Boston, Massachusetts, 1812 – Lucy Brewer (alias Louisa Baker) escaped a life of prostitution by donning men’s attire and enlisting as a seaman on the USS Constitution. [more]

In August 1815, Boston printer, Nathaniel Coverly Jr., published a pamphlet entitled An Affecting Narrative of Louisa Baker, which became an immediate bestseller in New England. It is an autobiography, in which Miss Baker relates the story of her journey from idyllic rural Massachusetts to the depths of urban degradation in Boston, to military glory on the deck of a Navy frigate.

Lousia Baker

Louisa Baker was born in small town forty miles outside of Boston. In her teens, she fell in love with and was seduced by, a handsome young man who promised to marry her.  But after stealing her virtue, the young man left without fulfilling his promise. “I was conscious,” she says, “of having forfeited the only gem that could render me respectable in the eyes of the world.” She found herself pregnant and, afraid to face her parents with her shame, she traveled alone to Boston.

She tried to find work as a servant and ended up in the household of a woman she believed was a kindly mother with a number of “darling daughters.” The mother nursed Louisa through her pregnancy, but the baby died at childbirth. It was then that she learned the true nature of the household.  It was a house of prostitution and her benefactor now demanded that she work off the debt she had incurred or risk public humiliation.

Louisa Baker worked for three years as a prostitute in the most degrading circumstances. She could see no escape, until one day, inspired by the well-known story of Deborah Sampson, who fought in the American Revolution dressed as a man, Louisa put on a sailor’s suit, wearing a tight waistcoat underneath to conceal her breasts, and walked through Boston. When she saw that she could pass as a man with no problem, Louisa enlisted in the American navy under the name George.

EXERCISES:
A: In the Louisa Baker account, rewrite the part from "Louisa Baker was" to "alone to Boston.", putting "family" in place of "parents".
B: Write the next part of the Louisa Baker account, picking up after its last sentence.
The material after this has nothing to do with the Louisa Baker text.

INFORMATION GIVEN:
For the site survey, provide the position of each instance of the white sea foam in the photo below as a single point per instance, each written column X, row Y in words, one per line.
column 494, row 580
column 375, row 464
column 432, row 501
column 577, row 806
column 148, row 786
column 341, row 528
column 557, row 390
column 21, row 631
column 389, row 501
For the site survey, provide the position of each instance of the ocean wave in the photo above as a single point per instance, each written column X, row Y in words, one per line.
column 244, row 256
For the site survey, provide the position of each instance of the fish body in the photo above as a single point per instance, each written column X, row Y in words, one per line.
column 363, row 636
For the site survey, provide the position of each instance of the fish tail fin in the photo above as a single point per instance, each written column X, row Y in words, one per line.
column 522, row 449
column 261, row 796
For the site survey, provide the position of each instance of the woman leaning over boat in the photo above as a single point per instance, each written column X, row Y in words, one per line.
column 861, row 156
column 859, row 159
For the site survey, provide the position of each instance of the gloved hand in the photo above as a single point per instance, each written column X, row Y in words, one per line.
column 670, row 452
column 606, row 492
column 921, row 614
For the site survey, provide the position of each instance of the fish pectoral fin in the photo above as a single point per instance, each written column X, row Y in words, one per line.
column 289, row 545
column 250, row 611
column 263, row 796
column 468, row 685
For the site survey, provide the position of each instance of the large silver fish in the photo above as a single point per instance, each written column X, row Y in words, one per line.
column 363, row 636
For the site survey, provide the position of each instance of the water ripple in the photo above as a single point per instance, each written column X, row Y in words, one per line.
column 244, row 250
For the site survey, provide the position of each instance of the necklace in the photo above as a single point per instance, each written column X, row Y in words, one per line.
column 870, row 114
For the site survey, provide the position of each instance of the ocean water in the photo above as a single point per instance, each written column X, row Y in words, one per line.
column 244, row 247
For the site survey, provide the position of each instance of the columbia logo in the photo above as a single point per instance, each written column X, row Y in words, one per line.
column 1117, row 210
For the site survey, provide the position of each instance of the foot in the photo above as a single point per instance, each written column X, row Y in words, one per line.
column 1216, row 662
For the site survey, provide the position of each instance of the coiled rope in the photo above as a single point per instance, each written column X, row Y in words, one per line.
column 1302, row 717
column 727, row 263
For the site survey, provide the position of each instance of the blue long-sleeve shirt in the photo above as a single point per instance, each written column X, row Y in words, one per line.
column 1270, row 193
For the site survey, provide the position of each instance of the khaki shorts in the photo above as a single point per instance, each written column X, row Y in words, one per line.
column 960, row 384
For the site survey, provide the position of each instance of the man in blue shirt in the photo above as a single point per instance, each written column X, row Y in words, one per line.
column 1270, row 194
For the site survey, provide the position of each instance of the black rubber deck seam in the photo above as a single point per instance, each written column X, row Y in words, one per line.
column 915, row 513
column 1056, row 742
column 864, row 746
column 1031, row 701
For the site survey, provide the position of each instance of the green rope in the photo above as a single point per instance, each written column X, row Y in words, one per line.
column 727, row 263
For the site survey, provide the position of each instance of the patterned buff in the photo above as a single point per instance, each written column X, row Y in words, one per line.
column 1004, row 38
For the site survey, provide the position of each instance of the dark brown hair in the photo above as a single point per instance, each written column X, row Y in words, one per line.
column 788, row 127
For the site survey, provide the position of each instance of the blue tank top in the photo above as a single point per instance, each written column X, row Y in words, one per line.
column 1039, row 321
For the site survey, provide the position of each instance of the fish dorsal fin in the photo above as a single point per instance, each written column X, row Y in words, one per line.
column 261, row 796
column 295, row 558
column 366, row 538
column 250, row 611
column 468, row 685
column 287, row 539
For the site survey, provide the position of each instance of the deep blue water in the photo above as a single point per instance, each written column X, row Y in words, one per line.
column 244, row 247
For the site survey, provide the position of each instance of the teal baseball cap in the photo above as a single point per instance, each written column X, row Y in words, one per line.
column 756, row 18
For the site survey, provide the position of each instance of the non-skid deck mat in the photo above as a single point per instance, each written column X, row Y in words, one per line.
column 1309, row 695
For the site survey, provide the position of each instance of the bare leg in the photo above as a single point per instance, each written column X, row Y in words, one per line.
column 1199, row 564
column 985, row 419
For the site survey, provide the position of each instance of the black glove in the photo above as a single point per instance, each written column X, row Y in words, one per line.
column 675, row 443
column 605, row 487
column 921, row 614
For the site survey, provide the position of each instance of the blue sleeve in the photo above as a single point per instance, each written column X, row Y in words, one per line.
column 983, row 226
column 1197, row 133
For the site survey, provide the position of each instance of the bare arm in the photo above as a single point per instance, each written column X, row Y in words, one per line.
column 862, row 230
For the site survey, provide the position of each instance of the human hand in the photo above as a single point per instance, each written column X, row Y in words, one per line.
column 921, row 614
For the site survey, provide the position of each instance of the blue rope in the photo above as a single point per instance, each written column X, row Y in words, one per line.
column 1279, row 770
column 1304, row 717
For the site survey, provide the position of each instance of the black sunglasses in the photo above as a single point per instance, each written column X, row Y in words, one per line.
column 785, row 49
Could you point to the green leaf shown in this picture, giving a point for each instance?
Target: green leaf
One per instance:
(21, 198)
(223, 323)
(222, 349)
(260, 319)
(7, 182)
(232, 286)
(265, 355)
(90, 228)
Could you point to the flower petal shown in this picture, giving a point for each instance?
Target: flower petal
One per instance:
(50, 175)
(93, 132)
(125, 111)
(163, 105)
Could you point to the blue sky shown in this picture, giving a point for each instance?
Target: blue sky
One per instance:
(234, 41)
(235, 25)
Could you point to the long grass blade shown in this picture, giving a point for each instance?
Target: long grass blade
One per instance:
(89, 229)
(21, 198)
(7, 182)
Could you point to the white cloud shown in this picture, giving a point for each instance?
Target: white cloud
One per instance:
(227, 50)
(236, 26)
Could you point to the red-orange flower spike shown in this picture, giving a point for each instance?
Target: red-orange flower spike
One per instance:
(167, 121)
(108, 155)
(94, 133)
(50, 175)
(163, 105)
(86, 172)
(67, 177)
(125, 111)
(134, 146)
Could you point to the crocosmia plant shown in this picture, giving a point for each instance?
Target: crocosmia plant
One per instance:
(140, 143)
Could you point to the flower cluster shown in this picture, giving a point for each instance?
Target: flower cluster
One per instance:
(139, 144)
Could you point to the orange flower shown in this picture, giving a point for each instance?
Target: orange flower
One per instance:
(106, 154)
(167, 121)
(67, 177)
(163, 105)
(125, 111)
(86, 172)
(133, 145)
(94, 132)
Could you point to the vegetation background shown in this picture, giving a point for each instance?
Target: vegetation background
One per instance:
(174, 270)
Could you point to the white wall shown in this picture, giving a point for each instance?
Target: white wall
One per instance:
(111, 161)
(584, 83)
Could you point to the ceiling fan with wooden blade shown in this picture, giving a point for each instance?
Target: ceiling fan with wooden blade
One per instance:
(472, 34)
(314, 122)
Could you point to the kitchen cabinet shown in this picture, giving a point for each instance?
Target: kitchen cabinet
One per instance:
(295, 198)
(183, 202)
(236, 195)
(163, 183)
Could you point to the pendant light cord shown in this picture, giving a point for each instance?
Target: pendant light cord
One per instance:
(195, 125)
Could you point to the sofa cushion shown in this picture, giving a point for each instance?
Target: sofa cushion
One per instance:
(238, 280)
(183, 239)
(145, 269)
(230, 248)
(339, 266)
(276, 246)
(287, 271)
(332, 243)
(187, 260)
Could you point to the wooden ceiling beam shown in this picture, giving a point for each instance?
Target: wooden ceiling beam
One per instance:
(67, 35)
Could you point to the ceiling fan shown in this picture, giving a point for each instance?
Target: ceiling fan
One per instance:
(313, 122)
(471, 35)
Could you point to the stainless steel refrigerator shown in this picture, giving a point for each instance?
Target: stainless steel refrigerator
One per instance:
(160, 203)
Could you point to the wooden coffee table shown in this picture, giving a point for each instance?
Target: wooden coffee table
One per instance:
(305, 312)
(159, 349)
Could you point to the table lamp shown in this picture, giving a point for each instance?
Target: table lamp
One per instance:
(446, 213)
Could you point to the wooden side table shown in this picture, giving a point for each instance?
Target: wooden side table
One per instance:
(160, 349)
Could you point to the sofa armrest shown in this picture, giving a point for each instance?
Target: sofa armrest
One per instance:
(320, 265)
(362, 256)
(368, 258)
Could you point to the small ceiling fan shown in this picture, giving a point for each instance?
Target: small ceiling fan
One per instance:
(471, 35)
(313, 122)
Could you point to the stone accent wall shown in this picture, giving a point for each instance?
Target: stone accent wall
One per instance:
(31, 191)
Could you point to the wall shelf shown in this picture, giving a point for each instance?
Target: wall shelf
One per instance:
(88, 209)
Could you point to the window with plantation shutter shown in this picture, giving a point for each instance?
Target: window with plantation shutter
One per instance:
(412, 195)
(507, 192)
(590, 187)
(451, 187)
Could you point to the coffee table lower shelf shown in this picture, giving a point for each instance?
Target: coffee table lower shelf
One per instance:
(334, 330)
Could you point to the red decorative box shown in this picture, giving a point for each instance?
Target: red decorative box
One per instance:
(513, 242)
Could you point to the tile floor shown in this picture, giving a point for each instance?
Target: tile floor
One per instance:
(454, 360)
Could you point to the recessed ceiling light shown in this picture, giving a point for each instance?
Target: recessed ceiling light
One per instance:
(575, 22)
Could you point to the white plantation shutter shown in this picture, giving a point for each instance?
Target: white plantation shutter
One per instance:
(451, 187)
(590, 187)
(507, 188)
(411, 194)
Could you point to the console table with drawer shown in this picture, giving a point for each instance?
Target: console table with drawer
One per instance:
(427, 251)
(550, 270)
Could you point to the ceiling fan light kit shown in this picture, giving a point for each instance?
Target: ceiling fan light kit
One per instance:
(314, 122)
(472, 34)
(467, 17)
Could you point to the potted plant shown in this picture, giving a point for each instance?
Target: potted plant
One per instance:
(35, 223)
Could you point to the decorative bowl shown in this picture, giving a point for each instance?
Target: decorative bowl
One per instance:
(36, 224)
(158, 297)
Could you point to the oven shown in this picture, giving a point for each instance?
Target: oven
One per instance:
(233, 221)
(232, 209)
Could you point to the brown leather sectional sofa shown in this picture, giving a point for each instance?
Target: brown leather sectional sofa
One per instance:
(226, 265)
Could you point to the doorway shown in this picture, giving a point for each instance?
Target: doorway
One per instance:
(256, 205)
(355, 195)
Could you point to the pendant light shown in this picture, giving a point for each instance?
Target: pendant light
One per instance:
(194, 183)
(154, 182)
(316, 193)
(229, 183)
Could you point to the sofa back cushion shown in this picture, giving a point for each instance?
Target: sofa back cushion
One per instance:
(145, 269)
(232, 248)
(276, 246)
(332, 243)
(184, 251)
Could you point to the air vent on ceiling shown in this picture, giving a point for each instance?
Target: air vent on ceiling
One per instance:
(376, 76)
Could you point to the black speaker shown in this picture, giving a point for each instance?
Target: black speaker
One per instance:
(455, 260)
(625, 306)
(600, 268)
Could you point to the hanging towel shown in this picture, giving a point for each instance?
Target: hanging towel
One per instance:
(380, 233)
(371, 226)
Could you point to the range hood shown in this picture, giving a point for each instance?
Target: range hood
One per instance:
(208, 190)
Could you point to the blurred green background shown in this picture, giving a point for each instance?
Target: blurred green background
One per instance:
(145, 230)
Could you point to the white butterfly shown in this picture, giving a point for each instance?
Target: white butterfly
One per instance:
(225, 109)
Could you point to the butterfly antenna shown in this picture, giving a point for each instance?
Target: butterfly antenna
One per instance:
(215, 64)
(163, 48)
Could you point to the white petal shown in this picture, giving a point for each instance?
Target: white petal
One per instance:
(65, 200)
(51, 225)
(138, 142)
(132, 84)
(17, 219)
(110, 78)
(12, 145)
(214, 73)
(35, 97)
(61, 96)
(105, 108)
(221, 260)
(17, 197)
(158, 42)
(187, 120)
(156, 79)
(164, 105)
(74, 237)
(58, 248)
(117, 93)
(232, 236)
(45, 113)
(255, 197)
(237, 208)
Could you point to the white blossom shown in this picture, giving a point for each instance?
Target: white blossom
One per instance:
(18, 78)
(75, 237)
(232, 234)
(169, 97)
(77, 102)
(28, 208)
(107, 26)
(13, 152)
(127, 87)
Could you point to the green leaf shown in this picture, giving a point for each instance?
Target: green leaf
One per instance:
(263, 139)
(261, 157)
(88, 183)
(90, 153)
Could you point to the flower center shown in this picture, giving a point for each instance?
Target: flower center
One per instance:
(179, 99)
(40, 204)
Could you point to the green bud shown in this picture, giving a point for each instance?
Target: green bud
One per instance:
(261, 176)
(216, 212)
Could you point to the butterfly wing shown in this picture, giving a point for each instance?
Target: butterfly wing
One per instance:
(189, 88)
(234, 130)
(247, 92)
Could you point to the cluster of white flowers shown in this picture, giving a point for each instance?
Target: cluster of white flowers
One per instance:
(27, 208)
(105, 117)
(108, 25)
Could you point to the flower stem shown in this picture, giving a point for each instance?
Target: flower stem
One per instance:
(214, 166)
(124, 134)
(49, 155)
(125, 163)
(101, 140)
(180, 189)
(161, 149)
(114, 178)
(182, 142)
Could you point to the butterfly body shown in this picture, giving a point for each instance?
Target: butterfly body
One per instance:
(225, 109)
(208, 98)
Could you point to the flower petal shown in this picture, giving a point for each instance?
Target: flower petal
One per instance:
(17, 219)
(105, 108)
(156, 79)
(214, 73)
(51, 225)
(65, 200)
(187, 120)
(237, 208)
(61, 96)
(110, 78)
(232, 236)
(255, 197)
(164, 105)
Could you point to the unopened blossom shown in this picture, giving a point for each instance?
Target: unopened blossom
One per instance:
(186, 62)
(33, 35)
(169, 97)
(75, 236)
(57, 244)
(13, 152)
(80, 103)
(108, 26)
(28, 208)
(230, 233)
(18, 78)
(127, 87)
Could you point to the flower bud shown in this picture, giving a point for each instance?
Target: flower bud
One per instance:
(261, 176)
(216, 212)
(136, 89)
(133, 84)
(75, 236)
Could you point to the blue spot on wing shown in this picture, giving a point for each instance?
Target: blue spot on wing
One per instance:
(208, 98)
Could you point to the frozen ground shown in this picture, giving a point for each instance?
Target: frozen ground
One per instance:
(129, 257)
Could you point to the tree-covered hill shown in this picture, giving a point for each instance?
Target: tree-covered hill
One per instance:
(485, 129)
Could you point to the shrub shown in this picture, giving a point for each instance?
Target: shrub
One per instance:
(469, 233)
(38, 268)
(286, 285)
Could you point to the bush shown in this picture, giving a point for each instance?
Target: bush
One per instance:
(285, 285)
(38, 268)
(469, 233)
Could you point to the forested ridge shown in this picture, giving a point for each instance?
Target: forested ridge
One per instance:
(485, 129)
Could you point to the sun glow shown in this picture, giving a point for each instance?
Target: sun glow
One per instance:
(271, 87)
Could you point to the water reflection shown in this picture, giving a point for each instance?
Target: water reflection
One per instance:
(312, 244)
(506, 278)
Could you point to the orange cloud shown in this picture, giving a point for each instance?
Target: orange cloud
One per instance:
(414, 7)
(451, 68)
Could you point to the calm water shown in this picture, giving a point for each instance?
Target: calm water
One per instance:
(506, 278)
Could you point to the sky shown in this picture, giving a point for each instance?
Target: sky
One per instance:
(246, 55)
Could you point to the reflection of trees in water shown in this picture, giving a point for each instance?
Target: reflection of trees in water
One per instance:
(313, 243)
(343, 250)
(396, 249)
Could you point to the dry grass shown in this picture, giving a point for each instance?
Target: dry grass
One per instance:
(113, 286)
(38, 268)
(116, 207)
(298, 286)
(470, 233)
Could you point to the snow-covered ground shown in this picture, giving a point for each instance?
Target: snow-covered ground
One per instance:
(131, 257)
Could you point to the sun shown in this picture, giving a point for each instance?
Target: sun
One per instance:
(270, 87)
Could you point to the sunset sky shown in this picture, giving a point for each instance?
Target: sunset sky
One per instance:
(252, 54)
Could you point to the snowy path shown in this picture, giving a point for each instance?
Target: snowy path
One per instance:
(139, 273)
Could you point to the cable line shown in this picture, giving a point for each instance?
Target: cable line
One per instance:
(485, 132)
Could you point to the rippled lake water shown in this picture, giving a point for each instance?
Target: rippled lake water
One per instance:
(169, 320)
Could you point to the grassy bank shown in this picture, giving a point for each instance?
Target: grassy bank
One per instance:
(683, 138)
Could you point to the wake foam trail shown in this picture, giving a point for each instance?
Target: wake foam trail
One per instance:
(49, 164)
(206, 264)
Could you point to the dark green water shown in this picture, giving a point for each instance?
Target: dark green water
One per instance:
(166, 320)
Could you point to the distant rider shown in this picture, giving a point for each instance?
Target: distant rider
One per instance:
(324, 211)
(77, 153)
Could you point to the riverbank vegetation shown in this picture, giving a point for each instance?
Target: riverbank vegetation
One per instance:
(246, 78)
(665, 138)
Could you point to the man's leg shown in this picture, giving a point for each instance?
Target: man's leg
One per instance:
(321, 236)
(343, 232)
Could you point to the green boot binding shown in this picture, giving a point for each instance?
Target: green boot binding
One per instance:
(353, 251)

ANSWERS BY TASK:
A:
Louisa Baker was born in small town forty miles outside of Boston. In her teens, she fell in love with and was seduced by, a handsome young man who promised to marry her.  But after stealing her virtue, the young man left without fulfilling his promise. “I was conscious,” she says, “of having forfeited the only gem that could render me respectable in the eyes of the world.” She found herself pregnant and, afraid to face her family with her shame, she traveled alone to Boston.

B:
During the war of 1812 she fought in a number of engagements with British warships and distinguished herself in battle. After three years’ service she took her wages and left.  She bought new clothes, reassumed her female character and returned to a happy reunion with her parents.

The pamphlet sold so well that a sequel was published in November 1815. In the second pamphlet, entitled The Adventures of Lucy Brewer, (alias) Louisa Baker, we learn that the protagonist’s real name is Lucy Brewer, her home is Plymouth, Massachusetts, and she sailed on “Old Ironsides”— USS Constitution. She also relates some further adventures where Lucy, in man’s attire, proves more manly than her foes.

Mr & Mrs West

The sequel was successful as well, and in May 1816, a third installment, The Awful Beacon of the Rising Generation, was published. In this pamphlet, the brother of a woman whose honor had been defended by Lucy (dressed as a man) recognized the story from the previous published work, and came to Plymouth to see her.  The man, Charles West, began courting finally married Lucy. The rest of the pamphlet is a caution to young women on the danger prostitution and a warning that young men can be ruined as well, by disease or theft, if they are unwise enough to visit prostitutes.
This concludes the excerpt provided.